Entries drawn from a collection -
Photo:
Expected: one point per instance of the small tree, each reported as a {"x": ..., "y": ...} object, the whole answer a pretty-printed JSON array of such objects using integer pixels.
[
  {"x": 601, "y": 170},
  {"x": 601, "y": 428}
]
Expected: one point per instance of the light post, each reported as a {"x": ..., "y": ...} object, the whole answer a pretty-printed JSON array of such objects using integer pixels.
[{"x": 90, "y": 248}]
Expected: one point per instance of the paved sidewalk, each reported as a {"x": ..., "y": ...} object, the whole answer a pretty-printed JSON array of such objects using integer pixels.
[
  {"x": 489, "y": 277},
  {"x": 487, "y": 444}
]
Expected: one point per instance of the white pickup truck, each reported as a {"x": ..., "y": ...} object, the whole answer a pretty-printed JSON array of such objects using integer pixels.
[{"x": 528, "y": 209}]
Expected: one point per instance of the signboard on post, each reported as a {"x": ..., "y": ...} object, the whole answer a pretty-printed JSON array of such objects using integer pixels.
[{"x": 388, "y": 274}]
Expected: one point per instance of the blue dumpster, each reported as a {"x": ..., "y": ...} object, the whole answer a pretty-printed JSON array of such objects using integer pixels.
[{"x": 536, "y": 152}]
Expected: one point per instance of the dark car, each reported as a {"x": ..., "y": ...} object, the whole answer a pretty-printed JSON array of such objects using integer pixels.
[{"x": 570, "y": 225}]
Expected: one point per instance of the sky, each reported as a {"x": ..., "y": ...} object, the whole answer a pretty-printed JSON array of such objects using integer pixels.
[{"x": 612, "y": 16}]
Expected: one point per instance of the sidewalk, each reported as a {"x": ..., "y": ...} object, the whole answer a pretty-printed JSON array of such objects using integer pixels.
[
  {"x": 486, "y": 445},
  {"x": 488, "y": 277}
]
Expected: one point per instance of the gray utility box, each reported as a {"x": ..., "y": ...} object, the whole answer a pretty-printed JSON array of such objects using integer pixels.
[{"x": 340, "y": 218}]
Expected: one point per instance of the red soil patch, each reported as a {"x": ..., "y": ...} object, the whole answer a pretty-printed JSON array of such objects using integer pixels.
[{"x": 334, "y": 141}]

WHAT YOU ARE ASKED TO DO -
Update the lines above by putting "single-line" wherever "pretty-printed" appears, and leave the rest of the text unchanged.

EXERCISE OUTPUT -
Photo:
Expected: one point per instance of the small tree, each reported as a {"x": ..., "y": ...} object, the whole answer a single-line JSON array of such objects using integer pixels.
[
  {"x": 601, "y": 170},
  {"x": 601, "y": 428}
]
Expected: one point per instance of the light post, each reported as a {"x": ..., "y": ...} object, the whole answer a single-line JSON array of such objects using integer pixels.
[{"x": 90, "y": 248}]
Expected: one point per instance of the paved sidewalk, each reported as a {"x": ..., "y": ...} object, the whole answer a single-line JSON array of such objects using integer pixels.
[
  {"x": 489, "y": 277},
  {"x": 487, "y": 444}
]
Expected: one point per instance of the white pickup truck, each reported as a {"x": ..., "y": ...} object, the whole answer a single-line JSON array of such objects using integer pixels.
[{"x": 528, "y": 209}]
Expected: one point per instance of the signboard on post, each reported as a {"x": ..., "y": ...} object, the whole answer a single-line JSON array of such objects using integer pixels.
[{"x": 388, "y": 274}]
Expected: one point per instance of the blue dumpster, each reported as a {"x": ..., "y": ...} object, the whole answer a single-line JSON array of such objects using integer pixels.
[{"x": 536, "y": 152}]
Expected: one point per instance of the dark car, each reported as a {"x": ..., "y": ...} object, the whole answer a single-line JSON array of such objects using integer pixels.
[{"x": 570, "y": 225}]
Expected: one point per instance of the sky, each reported as a {"x": ..., "y": ...} object, the whole answer a single-line JSON array of such objects using integer pixels.
[{"x": 612, "y": 16}]
Expected: one point per instance of the sidewalk, each reported as a {"x": ..., "y": ...} object, the whole answer a single-line JSON array of such objects using integer pixels.
[
  {"x": 486, "y": 445},
  {"x": 488, "y": 277}
]
Expected: one point per instance of the gray utility box, each reported as a {"x": ..., "y": ...} object, the whole answer a single-line JSON array of such objects using integer pixels.
[{"x": 340, "y": 218}]
Expected: one point per instance of the red soil patch, each reported as a {"x": ..., "y": ...} object, the whole answer a single-line JSON array of such objects using integer pixels.
[{"x": 334, "y": 141}]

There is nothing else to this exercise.